(Work order): All lines from the one containing "Expected behaviour: a marker sits on the blue checkered" to the end of the entries below should be output exactly as they appear. No other lines should be output.

(Exercise inputs):
◆ ◆ ◆ ◆

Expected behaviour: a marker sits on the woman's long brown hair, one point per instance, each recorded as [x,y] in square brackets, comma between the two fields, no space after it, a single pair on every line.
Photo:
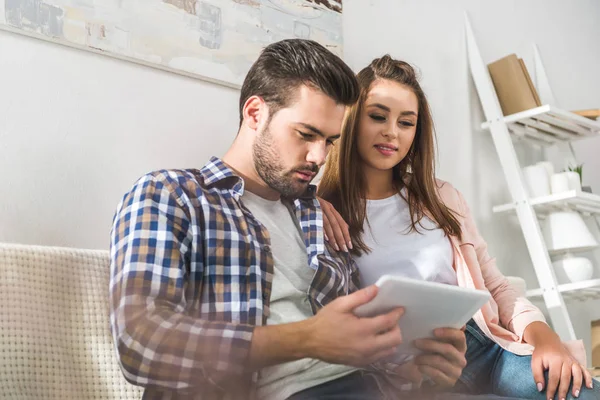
[343,182]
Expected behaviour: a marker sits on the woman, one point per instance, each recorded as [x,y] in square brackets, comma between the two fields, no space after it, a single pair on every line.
[381,178]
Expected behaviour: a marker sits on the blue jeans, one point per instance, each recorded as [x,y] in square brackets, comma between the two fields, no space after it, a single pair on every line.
[362,385]
[491,369]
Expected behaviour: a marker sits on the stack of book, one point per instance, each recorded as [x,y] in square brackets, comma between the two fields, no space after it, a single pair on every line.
[591,114]
[513,85]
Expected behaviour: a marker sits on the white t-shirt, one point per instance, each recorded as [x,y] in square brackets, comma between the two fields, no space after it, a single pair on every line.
[289,299]
[395,250]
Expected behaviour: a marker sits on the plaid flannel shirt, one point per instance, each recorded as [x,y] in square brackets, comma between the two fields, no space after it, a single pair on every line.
[191,274]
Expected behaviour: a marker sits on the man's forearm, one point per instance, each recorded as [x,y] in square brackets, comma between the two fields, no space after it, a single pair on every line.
[277,344]
[537,331]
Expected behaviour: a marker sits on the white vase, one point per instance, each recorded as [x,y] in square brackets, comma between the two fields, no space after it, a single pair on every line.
[567,230]
[574,180]
[537,180]
[559,183]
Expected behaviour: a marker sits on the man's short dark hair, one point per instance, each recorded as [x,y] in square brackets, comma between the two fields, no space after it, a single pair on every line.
[285,65]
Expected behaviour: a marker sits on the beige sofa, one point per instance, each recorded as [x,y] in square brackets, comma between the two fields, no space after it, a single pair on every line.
[55,340]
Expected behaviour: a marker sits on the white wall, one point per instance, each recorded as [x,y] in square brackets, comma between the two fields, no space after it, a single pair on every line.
[430,34]
[77,129]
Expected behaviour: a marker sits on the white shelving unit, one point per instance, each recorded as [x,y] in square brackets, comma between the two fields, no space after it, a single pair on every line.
[544,126]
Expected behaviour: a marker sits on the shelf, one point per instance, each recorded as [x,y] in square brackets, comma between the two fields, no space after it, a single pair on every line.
[575,200]
[548,125]
[585,290]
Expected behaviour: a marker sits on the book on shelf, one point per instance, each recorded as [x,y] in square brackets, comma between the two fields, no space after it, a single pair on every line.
[513,85]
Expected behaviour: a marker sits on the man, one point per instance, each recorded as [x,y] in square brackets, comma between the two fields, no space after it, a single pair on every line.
[222,286]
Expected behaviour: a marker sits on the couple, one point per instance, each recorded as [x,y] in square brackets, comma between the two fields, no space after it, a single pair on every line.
[224,287]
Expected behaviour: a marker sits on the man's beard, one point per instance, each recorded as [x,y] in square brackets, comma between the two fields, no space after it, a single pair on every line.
[270,168]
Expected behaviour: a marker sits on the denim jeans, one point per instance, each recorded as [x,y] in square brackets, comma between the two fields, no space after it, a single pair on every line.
[491,369]
[362,385]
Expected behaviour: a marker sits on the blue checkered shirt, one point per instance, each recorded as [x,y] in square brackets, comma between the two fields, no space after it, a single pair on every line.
[191,274]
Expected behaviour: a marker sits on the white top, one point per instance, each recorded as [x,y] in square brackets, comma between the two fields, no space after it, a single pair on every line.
[395,250]
[289,299]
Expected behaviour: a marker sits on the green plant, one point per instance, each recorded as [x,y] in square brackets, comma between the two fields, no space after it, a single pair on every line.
[577,168]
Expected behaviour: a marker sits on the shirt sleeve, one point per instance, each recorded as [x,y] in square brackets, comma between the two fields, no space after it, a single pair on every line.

◆ ◆ ◆ ◆

(Exercise output):
Expected behaviour: a marker sits on the blue checkered shirt, one point per instance, each recorded as [x,y] in square brackets, comma between the two fields, no space after it, a single pair on every line.
[191,274]
Expected behaviour: a marker sits on the white top, one point per instance, each recorded as [x,y] in square brackets, comma between the two fields, no space after it, a single pair on every line.
[395,250]
[289,299]
Expected behaviour: a marker sits on the green plant, one point per instance, each recorded as [x,y] in square brackets, comma between the two fields, no space after it, a single pair on every line.
[577,168]
Expected behaviour: a marker sits on the shirt sleeve, one point per instance, each recorded as [x,y] in square brackets, comma between the two fields, no space after it, a single pair on every line.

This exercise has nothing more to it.